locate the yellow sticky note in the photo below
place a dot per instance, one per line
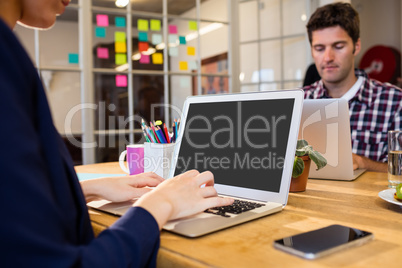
(142, 25)
(192, 25)
(157, 58)
(191, 51)
(120, 37)
(155, 25)
(120, 59)
(120, 47)
(183, 65)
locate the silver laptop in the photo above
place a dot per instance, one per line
(248, 141)
(325, 125)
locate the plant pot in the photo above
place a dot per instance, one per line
(299, 184)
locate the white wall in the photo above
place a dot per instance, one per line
(380, 23)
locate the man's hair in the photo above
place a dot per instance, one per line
(337, 14)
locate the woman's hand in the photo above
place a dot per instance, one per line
(184, 195)
(120, 189)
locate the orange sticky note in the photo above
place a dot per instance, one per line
(157, 58)
(120, 59)
(183, 66)
(191, 51)
(120, 47)
(143, 46)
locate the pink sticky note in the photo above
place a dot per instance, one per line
(172, 29)
(103, 53)
(121, 80)
(102, 20)
(144, 59)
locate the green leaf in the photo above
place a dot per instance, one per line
(318, 159)
(298, 167)
(301, 144)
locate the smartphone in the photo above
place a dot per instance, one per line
(321, 242)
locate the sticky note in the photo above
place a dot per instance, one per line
----------
» **STATED TASK**
Repeat the records above exactly, leaving out any pictures they contain.

» **COMPLETED EXERCISE**
locate the yellow sticky note in the photo below
place a dot per instance, one per line
(142, 25)
(192, 25)
(157, 58)
(191, 51)
(120, 37)
(155, 25)
(120, 59)
(120, 47)
(183, 65)
locate the silver laptop in the photo above
place a dot per instance, one per line
(248, 141)
(325, 125)
locate the plant pot in the photo above
place a dot per instance, one per line
(299, 184)
locate the white wall in the photo above
place a dot per instance, one per line
(380, 23)
locate the man's hair in the photo above
place a dot per instance, one per line
(337, 14)
locate the woman's hand in the photo above
place a dot per instance, one per line
(184, 195)
(120, 189)
locate the orange sticky note in the photo above
place a dot per instance, one per line
(157, 58)
(120, 59)
(183, 66)
(191, 51)
(120, 47)
(143, 46)
locate the pink sticky note in the photo above
place a dot per instance, one per line
(172, 29)
(103, 53)
(121, 80)
(102, 20)
(144, 59)
locate the green leaf in the photo above
place a dot per instance, one per line
(318, 159)
(298, 167)
(301, 144)
locate the smartphone in the photo above
place a dot per instance, one per line
(321, 242)
locate the sticky note in the photo above
place a dot per instance, one per line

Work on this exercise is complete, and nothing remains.